- _YOUR GOAL_:
Repeat the listing below line for line, without changing a single word or number.

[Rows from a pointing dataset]
---------------

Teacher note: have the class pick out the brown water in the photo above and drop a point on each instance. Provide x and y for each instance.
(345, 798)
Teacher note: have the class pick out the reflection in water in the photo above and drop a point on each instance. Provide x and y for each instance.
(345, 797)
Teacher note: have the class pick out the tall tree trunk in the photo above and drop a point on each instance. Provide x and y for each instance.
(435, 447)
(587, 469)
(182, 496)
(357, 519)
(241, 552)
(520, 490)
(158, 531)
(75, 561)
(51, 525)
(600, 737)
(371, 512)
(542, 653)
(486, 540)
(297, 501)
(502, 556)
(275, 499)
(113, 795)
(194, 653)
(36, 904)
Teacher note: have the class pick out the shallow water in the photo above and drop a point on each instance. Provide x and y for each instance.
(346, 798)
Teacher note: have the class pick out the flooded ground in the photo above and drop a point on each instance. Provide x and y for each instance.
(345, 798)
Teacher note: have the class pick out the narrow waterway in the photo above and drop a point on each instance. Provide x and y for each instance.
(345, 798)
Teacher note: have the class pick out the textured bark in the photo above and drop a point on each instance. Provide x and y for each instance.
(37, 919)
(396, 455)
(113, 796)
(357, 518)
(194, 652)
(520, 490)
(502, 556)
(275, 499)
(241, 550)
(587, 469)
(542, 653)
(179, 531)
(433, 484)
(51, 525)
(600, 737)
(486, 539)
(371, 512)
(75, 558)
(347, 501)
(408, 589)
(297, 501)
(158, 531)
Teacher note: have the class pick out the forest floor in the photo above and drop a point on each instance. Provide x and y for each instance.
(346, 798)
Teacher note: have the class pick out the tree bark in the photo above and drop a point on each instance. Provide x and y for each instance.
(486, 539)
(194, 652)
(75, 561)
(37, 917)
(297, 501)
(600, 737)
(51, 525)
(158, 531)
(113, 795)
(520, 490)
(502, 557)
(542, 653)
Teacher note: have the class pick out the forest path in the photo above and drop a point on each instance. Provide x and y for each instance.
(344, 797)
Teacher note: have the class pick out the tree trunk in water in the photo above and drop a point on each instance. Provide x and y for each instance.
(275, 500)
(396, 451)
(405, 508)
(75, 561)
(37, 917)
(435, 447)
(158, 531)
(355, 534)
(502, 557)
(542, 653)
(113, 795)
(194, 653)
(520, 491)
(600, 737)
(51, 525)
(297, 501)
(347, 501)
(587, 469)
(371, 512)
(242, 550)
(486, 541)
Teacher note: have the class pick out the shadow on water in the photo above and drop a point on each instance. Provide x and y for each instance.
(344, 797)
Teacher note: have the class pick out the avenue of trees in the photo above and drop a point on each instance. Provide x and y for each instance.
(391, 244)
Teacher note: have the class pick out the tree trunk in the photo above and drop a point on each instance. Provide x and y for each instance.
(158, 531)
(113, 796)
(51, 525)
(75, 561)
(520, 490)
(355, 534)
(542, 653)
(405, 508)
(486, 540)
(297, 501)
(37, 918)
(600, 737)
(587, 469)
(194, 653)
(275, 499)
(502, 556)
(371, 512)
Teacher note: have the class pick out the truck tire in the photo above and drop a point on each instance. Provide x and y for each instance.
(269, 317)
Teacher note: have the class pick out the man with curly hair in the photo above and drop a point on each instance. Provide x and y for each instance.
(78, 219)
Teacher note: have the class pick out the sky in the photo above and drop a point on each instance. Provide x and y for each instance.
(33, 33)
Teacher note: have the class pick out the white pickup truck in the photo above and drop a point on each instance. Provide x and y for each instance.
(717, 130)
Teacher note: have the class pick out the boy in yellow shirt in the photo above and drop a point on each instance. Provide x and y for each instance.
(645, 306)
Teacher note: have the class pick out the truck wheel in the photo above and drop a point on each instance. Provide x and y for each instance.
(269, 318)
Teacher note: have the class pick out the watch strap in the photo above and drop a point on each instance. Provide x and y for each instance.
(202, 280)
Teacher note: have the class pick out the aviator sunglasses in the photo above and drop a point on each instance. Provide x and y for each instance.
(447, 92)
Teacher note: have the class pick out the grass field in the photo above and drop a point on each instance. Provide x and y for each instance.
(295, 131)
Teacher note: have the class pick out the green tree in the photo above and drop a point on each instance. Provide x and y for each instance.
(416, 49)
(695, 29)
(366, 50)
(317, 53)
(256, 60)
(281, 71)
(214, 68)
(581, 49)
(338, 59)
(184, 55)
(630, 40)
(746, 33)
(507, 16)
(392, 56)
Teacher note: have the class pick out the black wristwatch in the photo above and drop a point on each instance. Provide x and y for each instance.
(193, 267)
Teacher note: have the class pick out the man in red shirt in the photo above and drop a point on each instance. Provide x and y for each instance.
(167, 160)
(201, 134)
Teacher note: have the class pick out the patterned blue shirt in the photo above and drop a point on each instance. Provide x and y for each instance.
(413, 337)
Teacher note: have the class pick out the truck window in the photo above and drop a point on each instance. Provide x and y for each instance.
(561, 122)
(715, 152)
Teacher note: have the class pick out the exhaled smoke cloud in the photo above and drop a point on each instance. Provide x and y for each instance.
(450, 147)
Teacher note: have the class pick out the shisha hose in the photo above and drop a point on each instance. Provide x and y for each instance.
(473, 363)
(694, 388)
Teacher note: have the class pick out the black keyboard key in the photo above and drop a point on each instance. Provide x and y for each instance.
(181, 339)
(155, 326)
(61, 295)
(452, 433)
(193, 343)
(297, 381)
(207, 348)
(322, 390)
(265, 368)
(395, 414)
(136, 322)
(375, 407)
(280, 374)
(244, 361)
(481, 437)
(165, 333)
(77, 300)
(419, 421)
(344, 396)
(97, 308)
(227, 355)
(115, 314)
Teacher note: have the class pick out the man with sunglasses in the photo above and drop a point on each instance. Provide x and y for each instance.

---------------

- _RESULT FOR THIS EXERCISE_:
Teacher note: have the class pick out the brown water in the photo above and drop a point on each instance. Provide x and y for each instance.
(345, 798)
Teacher note: have the class pick out the reflection in water in the photo above and drop a point on each instance. Provide x and y for each instance.
(345, 797)
Teacher note: have the class pick out the tall tree trunk in the photo above and drop a point on each instance. Provide x and y for each instance.
(435, 447)
(587, 469)
(182, 496)
(357, 519)
(241, 552)
(520, 490)
(158, 531)
(75, 561)
(51, 525)
(600, 737)
(371, 512)
(542, 653)
(486, 540)
(297, 501)
(502, 556)
(275, 499)
(113, 795)
(194, 653)
(36, 904)
Teacher note: have the class pick out the shallow water in the photo above and drop a point on each instance. Provide x and y for each instance.
(346, 798)
Teacher note: have the class pick out the flooded ground in the photo above and drop a point on each instance. Provide x and y for each instance.
(345, 798)
Teacher note: have the class pick out the narrow waterway in the photo above and drop a point on each instance. Provide x and y for each instance.
(345, 798)
Teacher note: have the class pick out the textured bark in the photo above and drop a point on each instance. Provide x and y for each instance.
(37, 919)
(396, 455)
(113, 796)
(357, 518)
(194, 652)
(520, 490)
(502, 556)
(275, 499)
(241, 550)
(587, 469)
(542, 653)
(179, 531)
(433, 484)
(51, 525)
(600, 737)
(486, 539)
(371, 512)
(75, 558)
(347, 501)
(408, 589)
(297, 501)
(158, 531)
Teacher note: have the class pick out the forest floor in the photo above and drop a point on each instance. Provide x and y for each instance.
(346, 798)
Teacher note: have the class pick out the tree bark in the photo above and drop a point on each instance. Provide x and y for each instance.
(486, 539)
(194, 652)
(75, 561)
(37, 917)
(297, 501)
(600, 737)
(51, 525)
(158, 531)
(113, 795)
(520, 490)
(502, 557)
(542, 653)
Teacher note: have the class pick out the forest path in the photo above and drop a point on each instance. Provide x and y for each instance.
(344, 797)
Teacher note: have the class pick out the tree trunk in water in the photo above and drop a point on each instance. Provide x and y for each instance.
(275, 500)
(396, 451)
(405, 508)
(75, 561)
(37, 917)
(435, 447)
(158, 531)
(355, 534)
(502, 557)
(542, 653)
(113, 795)
(194, 653)
(520, 491)
(600, 737)
(51, 525)
(297, 501)
(347, 501)
(587, 469)
(371, 512)
(242, 550)
(486, 541)
Teacher note: have the class pick out the shadow on water in the photo above and drop a point on each instance. Provide x and y for each instance.
(344, 797)
Teacher note: have the class pick out the avenue of trees in the photo above and drop a point on each instance. Provide x and y for each instance.
(391, 244)
Teacher note: have the class pick out the tree trunk in the photo above and drop a point on each instance. Provide x and y for each instance.
(158, 531)
(113, 796)
(51, 525)
(75, 561)
(520, 490)
(355, 534)
(542, 653)
(405, 508)
(486, 540)
(297, 501)
(37, 918)
(600, 737)
(587, 469)
(194, 653)
(275, 499)
(502, 556)
(371, 512)
Teacher note: have the class pick out the truck tire in the photo above and drop a point on each instance. Provide x and y for each instance.
(269, 317)
Teacher note: have the class pick out the man with curly hair in the photo above and drop a point on each instance. Provide x and y for each instance.
(78, 219)
Teacher note: have the class pick out the sky in the photo above and drop a point on each instance. Provide x and y for each instance.
(33, 33)
Teacher note: have the class pick out the white pickup truck in the photo above and drop a point on each instance. Provide x and y for each instance.
(717, 130)
Teacher note: have the class pick out the boy in yellow shirt in the photo above and drop a point on each instance. Provide x and y for each instance.
(645, 306)
Teacher note: have the class pick out the truck wheel in the photo above and drop a point on each instance. Provide x and y for each instance.
(269, 318)
Teacher note: have the class pick out the watch strap in the photo above and drop a point on each instance. Provide x and y for each instance.
(202, 280)
Teacher note: have the class pick out the aviator sunglasses in the photo above and drop a point on each instance. Provide x and y for each instance.
(447, 92)
Teacher note: have the class pick out the grass field in the photo above and drop a point on each instance. Provide x and y for each instance.
(295, 131)
Teacher note: have the class pick out the green tree in the photo above and drop a point on each instance. Provide x and y for each instance.
(416, 49)
(695, 29)
(366, 50)
(317, 53)
(256, 60)
(281, 71)
(214, 68)
(581, 49)
(338, 59)
(184, 55)
(630, 40)
(746, 33)
(507, 16)
(392, 56)
Teacher note: have the class pick out the black wristwatch in the photo above and drop a point on each instance. Provide x and y for each instance.
(193, 267)
Teacher note: have the class pick out the man in red shirt in the photo above and drop a point on each instance. Provide x and y for each instance.
(167, 160)
(201, 134)
Teacher note: have the class pick out the patterned blue shirt in the photo above and drop a point on each instance. Provide x and y for each instance.
(413, 337)
Teacher note: have the class pick out the truck window in the photo above and drop a point on each instance. Provide x and y for each instance.
(561, 122)
(715, 152)
Teacher note: have the class pick out the exhaled smoke cloud in the photo above and drop a point on each instance. Provide x and y for each instance.
(450, 147)
Teacher note: have the class pick out the shisha hose in the photo above and drop a point on each instance. Provide x and y for each instance.
(473, 363)
(694, 388)
Teacher note: have the class pick out the black keyboard key in the photo above and drop a point on each instance. Provide x and y for each instance.
(181, 339)
(155, 326)
(61, 295)
(452, 433)
(193, 343)
(297, 381)
(207, 348)
(322, 390)
(265, 368)
(395, 414)
(136, 322)
(375, 407)
(280, 374)
(244, 361)
(481, 437)
(165, 333)
(77, 300)
(419, 421)
(344, 396)
(97, 308)
(227, 355)
(115, 314)
Teacher note: have the class pick out the man with sunglasses in the photo above and drop a point on each instance. Provide x and y for each instance.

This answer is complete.